Exercise goal = Below are some records; return each one exactly.

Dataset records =

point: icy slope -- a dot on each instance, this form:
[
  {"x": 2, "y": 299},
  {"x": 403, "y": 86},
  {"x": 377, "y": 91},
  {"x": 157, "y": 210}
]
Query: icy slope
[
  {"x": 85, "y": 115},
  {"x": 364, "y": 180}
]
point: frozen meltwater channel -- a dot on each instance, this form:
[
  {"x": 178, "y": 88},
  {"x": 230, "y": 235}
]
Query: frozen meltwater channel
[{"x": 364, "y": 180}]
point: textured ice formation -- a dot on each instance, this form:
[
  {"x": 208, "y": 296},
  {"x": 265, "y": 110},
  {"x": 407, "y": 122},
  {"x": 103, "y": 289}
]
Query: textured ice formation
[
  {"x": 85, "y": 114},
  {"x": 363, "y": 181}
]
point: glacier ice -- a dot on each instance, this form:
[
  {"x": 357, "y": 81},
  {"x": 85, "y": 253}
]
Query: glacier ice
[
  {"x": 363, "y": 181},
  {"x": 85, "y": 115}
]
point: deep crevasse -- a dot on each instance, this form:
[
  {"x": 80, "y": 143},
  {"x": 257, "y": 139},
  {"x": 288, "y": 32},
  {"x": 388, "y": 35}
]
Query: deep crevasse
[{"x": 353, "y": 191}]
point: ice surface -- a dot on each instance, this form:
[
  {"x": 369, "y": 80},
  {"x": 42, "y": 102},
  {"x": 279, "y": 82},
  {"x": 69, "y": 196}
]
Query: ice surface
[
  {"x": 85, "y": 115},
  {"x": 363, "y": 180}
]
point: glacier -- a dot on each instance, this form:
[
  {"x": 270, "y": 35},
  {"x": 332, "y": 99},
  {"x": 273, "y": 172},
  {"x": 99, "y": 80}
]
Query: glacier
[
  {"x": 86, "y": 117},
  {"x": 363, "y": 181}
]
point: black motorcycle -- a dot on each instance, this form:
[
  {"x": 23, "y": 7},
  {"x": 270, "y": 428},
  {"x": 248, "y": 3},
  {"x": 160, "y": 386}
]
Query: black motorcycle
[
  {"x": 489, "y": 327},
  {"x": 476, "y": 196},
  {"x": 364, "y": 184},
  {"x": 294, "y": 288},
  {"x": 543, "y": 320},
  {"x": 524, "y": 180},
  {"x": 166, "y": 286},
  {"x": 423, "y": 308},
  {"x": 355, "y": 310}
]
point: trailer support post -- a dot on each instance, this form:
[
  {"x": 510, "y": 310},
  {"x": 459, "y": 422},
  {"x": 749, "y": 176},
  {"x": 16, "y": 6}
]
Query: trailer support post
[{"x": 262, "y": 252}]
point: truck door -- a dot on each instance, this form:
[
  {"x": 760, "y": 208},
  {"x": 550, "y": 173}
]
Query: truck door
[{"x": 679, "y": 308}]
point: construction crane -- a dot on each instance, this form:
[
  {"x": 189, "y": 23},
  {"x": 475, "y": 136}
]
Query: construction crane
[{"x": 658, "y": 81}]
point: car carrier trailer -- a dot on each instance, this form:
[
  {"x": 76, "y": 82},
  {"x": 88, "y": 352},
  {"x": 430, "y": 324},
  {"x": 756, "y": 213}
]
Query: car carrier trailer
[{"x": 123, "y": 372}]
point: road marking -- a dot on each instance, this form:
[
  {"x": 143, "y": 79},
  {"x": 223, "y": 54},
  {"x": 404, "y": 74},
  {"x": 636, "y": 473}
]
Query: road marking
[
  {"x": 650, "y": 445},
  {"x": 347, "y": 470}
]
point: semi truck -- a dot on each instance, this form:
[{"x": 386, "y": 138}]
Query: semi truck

Answer to this exercise =
point: icy slope -- a dot on each instance, this form:
[
  {"x": 2, "y": 299},
  {"x": 403, "y": 86},
  {"x": 377, "y": 91},
  {"x": 157, "y": 210}
]
Query: icy slope
[
  {"x": 85, "y": 115},
  {"x": 364, "y": 180}
]
point: frozen meltwater channel -- a dot on each instance, this form:
[
  {"x": 178, "y": 88},
  {"x": 230, "y": 235}
]
Query: frozen meltwater channel
[{"x": 364, "y": 180}]
point: textured ice formation -- a dot on each instance, this form:
[
  {"x": 208, "y": 296},
  {"x": 265, "y": 110},
  {"x": 407, "y": 122},
  {"x": 103, "y": 289}
]
Query: textured ice formation
[
  {"x": 85, "y": 114},
  {"x": 363, "y": 181}
]
point: glacier ice -- a dot on each instance, this form:
[
  {"x": 357, "y": 81},
  {"x": 85, "y": 253}
]
Query: glacier ice
[
  {"x": 363, "y": 181},
  {"x": 85, "y": 115}
]
point: deep crevasse -- a dot on each instance, this form:
[
  {"x": 80, "y": 143},
  {"x": 257, "y": 139},
  {"x": 288, "y": 32},
  {"x": 388, "y": 35}
]
Query: deep crevasse
[{"x": 353, "y": 191}]
point: ice surface -- a dot on each instance, this form:
[
  {"x": 369, "y": 80},
  {"x": 42, "y": 102},
  {"x": 279, "y": 82},
  {"x": 69, "y": 196}
]
Query: ice surface
[
  {"x": 85, "y": 115},
  {"x": 363, "y": 180}
]
point: glacier -- a dot on each instance, this form:
[
  {"x": 270, "y": 35},
  {"x": 332, "y": 99},
  {"x": 273, "y": 172},
  {"x": 99, "y": 80}
]
Query: glacier
[
  {"x": 86, "y": 117},
  {"x": 363, "y": 181}
]
point: black motorcycle -- a dot on each instance, this form:
[
  {"x": 23, "y": 7},
  {"x": 270, "y": 428},
  {"x": 248, "y": 3},
  {"x": 160, "y": 386}
]
Query: black motorcycle
[
  {"x": 489, "y": 327},
  {"x": 476, "y": 196},
  {"x": 364, "y": 184},
  {"x": 294, "y": 288},
  {"x": 543, "y": 320},
  {"x": 524, "y": 180},
  {"x": 166, "y": 286},
  {"x": 423, "y": 308},
  {"x": 355, "y": 310}
]
point: trailer support post -- a dot on each instance, this form:
[
  {"x": 510, "y": 310},
  {"x": 459, "y": 422},
  {"x": 749, "y": 176},
  {"x": 16, "y": 6}
]
Query: trailer support post
[{"x": 262, "y": 252}]
point: truck door -- a dot on each instance, this form:
[
  {"x": 760, "y": 208},
  {"x": 550, "y": 173}
]
Query: truck door
[{"x": 679, "y": 308}]
point: construction crane -- a dot on each instance, this form:
[
  {"x": 189, "y": 23},
  {"x": 475, "y": 136}
]
Query: construction crane
[{"x": 658, "y": 81}]
point: car carrier trailer -- a dot on each instance, this form:
[
  {"x": 76, "y": 82},
  {"x": 88, "y": 352},
  {"x": 430, "y": 324},
  {"x": 756, "y": 213}
]
Query: car carrier trailer
[{"x": 123, "y": 372}]
point: road marking -- a dot on each instance, this form:
[
  {"x": 143, "y": 79},
  {"x": 223, "y": 54},
  {"x": 404, "y": 74},
  {"x": 636, "y": 473}
]
Query: road marking
[
  {"x": 650, "y": 445},
  {"x": 347, "y": 470}
]
point: semi truck -- a dot on each instance, this form:
[{"x": 386, "y": 138}]
Query: semi truck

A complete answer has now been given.